━━ DOCUMENT PASSAGE

Monads: What Is?
All code for this post can be found at monad-dan.lean or the live viewer
This is an attempt at re-doing this blog post in Lean instead of Haskell syntax. My big takeaway message is that monadic programming is just a way to bring composition back when there are side effects. So we start with an instance of composable computation.
Composable Problem
We start with a happy world where everything composes.
Given some floating point number x we wish to compute (x + 1)*2.
We can write
def f (x : Float) : Float := x + 1.0
def g (x : Float) : Float := x * 2.0
#eval (g ∘ f) 5.0 -- 12.0
All good so far.
Now say we want to have a global variable called debug, and each time we call f and g we append a string to that global variable.
Imperative python code for that looks something like this
debug = ""
def f(x):
global debug
debug += "f was called."
return x + 1.0
def g(x):
global debug
debug += "g was called."
return x * 2.0
result =((5.0))
print() # 12.0
print() # "f was called.g was called."
In Python we can still write the computation as composition, because the appending to a global can be considered to be a side-effect of the python methods f and g.
Lean being a functional language, we can't have this - our functions cannot have side effects.
The big question: How can we modify f and g to admit the side effect of appending to a global string1 while still writing functional code?
By "side effect" here we will more generally mean returning something extra alongside the main result — in this case, a debugging string. This extra thing will prevent us from composing easily.
The first step is to update the function definitions of f and g to accommodate the string appending.
The updated versions are called f' and g' respectively, and they produce strings as well as real numbers as output2. In other words, we need f' and g' to be of type ℝ → ℝ × String.
We'll call these debuggable functions3 — functions that take a normal input but return a pair: the result and a string.

━━━━
━━ DATA SHOWN

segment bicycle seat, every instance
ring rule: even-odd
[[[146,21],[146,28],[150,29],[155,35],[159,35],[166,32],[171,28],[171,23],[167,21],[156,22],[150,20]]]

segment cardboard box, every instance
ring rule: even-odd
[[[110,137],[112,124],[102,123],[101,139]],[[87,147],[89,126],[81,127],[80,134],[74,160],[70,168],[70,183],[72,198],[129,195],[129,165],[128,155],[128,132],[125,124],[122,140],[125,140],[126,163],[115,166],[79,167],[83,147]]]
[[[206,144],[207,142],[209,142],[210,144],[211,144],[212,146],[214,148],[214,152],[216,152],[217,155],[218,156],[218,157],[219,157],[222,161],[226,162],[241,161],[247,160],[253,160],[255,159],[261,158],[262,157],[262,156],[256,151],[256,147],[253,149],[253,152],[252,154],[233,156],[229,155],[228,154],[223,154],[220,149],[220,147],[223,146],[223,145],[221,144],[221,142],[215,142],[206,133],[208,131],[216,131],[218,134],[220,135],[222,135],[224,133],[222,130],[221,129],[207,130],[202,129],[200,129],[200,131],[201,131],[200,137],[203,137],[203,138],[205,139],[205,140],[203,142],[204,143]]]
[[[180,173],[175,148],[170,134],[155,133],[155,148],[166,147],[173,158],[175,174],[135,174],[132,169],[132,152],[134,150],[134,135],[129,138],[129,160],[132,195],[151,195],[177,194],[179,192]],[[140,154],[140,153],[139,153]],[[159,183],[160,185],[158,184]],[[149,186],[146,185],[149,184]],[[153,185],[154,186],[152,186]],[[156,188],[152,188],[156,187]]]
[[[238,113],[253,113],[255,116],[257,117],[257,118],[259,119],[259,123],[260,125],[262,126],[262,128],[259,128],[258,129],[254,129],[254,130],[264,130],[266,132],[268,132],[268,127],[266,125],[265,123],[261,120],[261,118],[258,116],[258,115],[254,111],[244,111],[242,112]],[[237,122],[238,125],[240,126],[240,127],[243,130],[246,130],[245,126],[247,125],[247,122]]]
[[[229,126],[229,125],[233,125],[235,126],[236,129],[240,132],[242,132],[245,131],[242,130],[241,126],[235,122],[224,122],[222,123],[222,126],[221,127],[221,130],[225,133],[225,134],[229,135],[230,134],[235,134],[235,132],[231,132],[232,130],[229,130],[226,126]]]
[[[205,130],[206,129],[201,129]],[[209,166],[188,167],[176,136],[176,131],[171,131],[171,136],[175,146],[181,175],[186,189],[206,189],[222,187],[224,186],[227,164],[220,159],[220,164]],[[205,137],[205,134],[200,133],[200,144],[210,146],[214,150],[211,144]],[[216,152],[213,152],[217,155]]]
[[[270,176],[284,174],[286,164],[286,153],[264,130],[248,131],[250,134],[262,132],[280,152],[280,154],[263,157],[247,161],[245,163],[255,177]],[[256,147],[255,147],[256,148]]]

━━━━

Copy the monads post word for word, starting at "return x * 2.0" and continuing up to and including "writing functional code?".

return x * 2.0
result =((5.0))
print() # 12.0
print() # "f was called.g was called."
In Python we can still write the computation as composition, because the appending to a global can be considered to be a side-effect of the python methods f and g.
Lean being a functional language, we can't have this - our functions cannot have side effects.
The big question: How can we modify f and g to admit the side effect of appending to a global string1 while still writing functional code?